Pull every line from the listing below and reproduce each one verbatim, in the same order.

(Location identification listing)

-- START --

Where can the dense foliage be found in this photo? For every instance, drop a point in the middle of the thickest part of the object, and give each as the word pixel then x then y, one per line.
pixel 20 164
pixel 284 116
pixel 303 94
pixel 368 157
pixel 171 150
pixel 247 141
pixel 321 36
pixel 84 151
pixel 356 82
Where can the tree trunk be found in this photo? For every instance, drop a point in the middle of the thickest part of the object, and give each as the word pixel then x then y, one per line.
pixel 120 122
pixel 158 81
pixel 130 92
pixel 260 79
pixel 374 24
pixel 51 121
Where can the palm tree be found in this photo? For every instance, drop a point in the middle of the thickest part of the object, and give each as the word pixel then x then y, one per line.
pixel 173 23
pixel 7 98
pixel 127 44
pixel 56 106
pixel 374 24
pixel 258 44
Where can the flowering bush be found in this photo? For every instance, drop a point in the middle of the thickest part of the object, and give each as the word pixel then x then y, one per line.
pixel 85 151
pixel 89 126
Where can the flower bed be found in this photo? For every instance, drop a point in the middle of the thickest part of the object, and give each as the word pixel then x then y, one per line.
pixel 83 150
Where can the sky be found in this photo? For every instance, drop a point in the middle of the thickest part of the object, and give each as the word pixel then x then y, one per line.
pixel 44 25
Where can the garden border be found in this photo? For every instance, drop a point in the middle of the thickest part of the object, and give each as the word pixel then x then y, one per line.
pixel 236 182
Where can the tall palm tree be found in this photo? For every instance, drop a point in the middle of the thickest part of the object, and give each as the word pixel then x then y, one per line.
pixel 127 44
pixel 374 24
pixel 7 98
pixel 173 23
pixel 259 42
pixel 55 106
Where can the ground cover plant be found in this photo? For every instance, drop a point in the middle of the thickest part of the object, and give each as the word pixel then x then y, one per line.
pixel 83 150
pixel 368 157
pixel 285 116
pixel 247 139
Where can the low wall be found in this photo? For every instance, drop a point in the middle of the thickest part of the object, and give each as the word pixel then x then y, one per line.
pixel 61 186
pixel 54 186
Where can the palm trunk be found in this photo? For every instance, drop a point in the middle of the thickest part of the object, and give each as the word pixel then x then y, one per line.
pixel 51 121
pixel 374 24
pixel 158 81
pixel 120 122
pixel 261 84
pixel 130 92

-- END --

= ANSWER TO THE EXERCISE =
Where can the dense foliage be found in this photo? For every instance, drop a point in the middle of the thickest part of the object, and give each as the word pixel then x then y, one per line.
pixel 20 164
pixel 284 116
pixel 303 94
pixel 368 157
pixel 171 150
pixel 247 141
pixel 321 36
pixel 84 151
pixel 356 82
Where can the tree trunk be found in this photo? For every instance, drop a point in the middle of the thickest part of the object, and give each as the word pixel then x then y, one per line.
pixel 120 122
pixel 158 81
pixel 130 92
pixel 260 79
pixel 374 24
pixel 51 121
Where can the palm tree be found in this photo? For every instance, drop a point in the middle of the thickest part of the object, and give each as the word pixel then x then y, one per line.
pixel 173 23
pixel 7 98
pixel 127 44
pixel 56 106
pixel 374 24
pixel 258 44
Where can the flowering bush be found in this photo? For every instance, drop a point in the middle of the thickest part of the object, and give each as the word pixel then x then y, one per line.
pixel 85 151
pixel 89 126
Where can the flower bed be found in this photo? For every instance, drop a point in the middle of the thickest part of the object, and give each as the word pixel then x then y, one per line.
pixel 83 150
Where can the sky be found in this photo? For every instance, drop a point in the middle of the thickest part of the object, and give each as the word pixel then x then y, one per line.
pixel 44 25
Where can the garden border be found in this photo? For every instance, drop a point in the middle of the thickest part of the object, and give each as the word pixel then x then y, one per line.
pixel 236 182
Where can the tall palm tree be found in this photo? For every instance, drop a point in the middle of the thickest part of the object, and give each as the word pixel then x then y, one per line.
pixel 127 44
pixel 374 24
pixel 7 98
pixel 173 23
pixel 259 42
pixel 55 106
Where can the ground cover plant be found in this photo? For every instance, drop a point in the middle of the thickest part of the object, and give each as the word pixel then x then y, one per line.
pixel 83 150
pixel 368 157
pixel 285 116
pixel 247 139
Where can the low wall be found in this photo? For every instance, drop a point in the middle of the thickest part of the object, and give each as the word pixel then x then y, one per line.
pixel 61 186
pixel 54 186
Where can the palm trunk be found in this photo? For every instance, drop a point in the middle of the thickest part of the object, and give each as the word pixel then x then y, one per line.
pixel 51 121
pixel 374 24
pixel 158 81
pixel 120 122
pixel 261 84
pixel 130 92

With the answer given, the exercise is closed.